---------- Data for the task

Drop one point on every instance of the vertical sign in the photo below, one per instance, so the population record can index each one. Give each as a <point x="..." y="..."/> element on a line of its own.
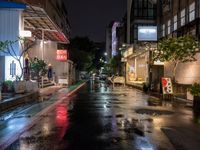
<point x="61" y="55"/>
<point x="167" y="86"/>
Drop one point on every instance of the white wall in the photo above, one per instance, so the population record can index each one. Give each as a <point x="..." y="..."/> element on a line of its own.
<point x="186" y="73"/>
<point x="10" y="25"/>
<point x="49" y="56"/>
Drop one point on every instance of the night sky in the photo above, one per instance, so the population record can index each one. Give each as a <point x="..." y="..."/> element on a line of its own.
<point x="90" y="17"/>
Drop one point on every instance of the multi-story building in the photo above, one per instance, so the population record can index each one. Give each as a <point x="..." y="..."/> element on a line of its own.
<point x="177" y="18"/>
<point x="46" y="20"/>
<point x="142" y="26"/>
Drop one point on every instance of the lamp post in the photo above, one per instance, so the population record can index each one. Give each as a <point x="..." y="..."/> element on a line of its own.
<point x="42" y="54"/>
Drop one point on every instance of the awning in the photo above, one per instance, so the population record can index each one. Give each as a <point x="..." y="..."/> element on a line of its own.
<point x="37" y="21"/>
<point x="6" y="4"/>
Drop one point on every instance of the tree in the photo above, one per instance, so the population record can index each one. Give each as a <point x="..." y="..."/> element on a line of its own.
<point x="177" y="50"/>
<point x="7" y="48"/>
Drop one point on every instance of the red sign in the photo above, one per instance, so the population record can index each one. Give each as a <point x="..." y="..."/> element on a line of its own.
<point x="61" y="55"/>
<point x="167" y="86"/>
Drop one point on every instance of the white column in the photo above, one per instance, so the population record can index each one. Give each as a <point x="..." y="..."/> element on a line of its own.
<point x="129" y="3"/>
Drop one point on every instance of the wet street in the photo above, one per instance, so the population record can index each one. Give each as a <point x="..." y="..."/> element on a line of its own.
<point x="99" y="117"/>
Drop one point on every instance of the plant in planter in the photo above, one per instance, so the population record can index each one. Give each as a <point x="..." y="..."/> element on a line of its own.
<point x="145" y="87"/>
<point x="38" y="68"/>
<point x="7" y="87"/>
<point x="195" y="91"/>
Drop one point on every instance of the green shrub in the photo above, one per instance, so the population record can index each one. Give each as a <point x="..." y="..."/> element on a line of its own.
<point x="7" y="86"/>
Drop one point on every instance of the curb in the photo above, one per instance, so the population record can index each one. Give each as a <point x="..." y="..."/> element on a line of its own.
<point x="12" y="138"/>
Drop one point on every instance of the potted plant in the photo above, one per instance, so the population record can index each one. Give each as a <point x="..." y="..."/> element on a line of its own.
<point x="145" y="87"/>
<point x="195" y="91"/>
<point x="7" y="86"/>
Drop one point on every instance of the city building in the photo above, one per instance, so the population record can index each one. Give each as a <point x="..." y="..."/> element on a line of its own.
<point x="141" y="40"/>
<point x="47" y="24"/>
<point x="177" y="18"/>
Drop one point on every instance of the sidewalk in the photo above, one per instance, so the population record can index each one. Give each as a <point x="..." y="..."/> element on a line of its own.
<point x="12" y="128"/>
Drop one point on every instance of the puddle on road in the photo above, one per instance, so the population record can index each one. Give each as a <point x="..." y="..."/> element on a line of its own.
<point x="153" y="112"/>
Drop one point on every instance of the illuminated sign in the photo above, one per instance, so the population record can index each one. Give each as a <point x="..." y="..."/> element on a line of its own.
<point x="25" y="33"/>
<point x="61" y="55"/>
<point x="167" y="86"/>
<point x="128" y="52"/>
<point x="147" y="33"/>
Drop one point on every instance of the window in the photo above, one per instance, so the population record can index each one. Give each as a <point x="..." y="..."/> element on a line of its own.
<point x="183" y="17"/>
<point x="13" y="69"/>
<point x="175" y="22"/>
<point x="192" y="12"/>
<point x="163" y="30"/>
<point x="168" y="26"/>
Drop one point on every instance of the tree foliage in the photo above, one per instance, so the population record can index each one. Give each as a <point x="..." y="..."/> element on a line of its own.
<point x="177" y="50"/>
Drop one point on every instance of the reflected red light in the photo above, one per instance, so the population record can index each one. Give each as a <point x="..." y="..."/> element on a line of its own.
<point x="61" y="116"/>
<point x="62" y="119"/>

--------------------

Objective: Turn the part of the entries above that starts with the line containing "Drop one point on every instance of the city" and runs through the last entry into a Markdown table. Use two columns, Row for the row number and Line for the line itself, and skip blank lines.

Task response:
| Row | Line |
|---|---|
| 1 | Drop one point on every instance of the city building in the photo above, one per instance, so the population record can index each one. Give each as a <point x="..." y="..."/> element on a line of its own. |
| 2 | <point x="141" y="40"/> |
| 3 | <point x="47" y="24"/> |
| 4 | <point x="177" y="18"/> |
| 5 | Drop one point on every instance of the sidewalk in the photo above, one per instance, so the population record can index each one. Give each as a <point x="..." y="..."/> element on a line of its own. |
| 6 | <point x="12" y="128"/> |
| 7 | Drop one point on every instance of the puddle on road in the photo above, one per instance, so the population record can index each one. Give each as a <point x="..." y="..."/> element on a line of its own. |
| 8 | <point x="153" y="112"/> |
| 9 | Drop one point on every instance of the illuminated sign in the photo above, one per instance, so the population record can index each one. Give each as a <point x="..." y="..."/> element on a line of its own. |
| 10 | <point x="25" y="33"/> |
| 11 | <point x="61" y="55"/> |
| 12 | <point x="167" y="86"/> |
| 13 | <point x="128" y="52"/> |
| 14 | <point x="147" y="33"/> |
| 15 | Drop one point on every instance of the window in the photo above, one per instance, so the population record can index each one. Give each as a <point x="..." y="..."/> element on a line of its own. |
| 16 | <point x="183" y="17"/> |
| 17 | <point x="13" y="69"/> |
| 18 | <point x="175" y="22"/> |
| 19 | <point x="192" y="12"/> |
| 20 | <point x="163" y="30"/> |
| 21 | <point x="168" y="26"/> |
| 22 | Drop one point on every instance of the tree foliage in the photo above, one per instance, so the population record can index each one. Give each as a <point x="..." y="..."/> element on a line of its own. |
| 23 | <point x="177" y="50"/> |
| 24 | Drop one point on every instance of the reflected red light in the photo above, one per instance, so the population record can index each one. Give each as a <point x="..." y="..."/> element on a line of its own. |
| 25 | <point x="61" y="116"/> |
| 26 | <point x="62" y="119"/> |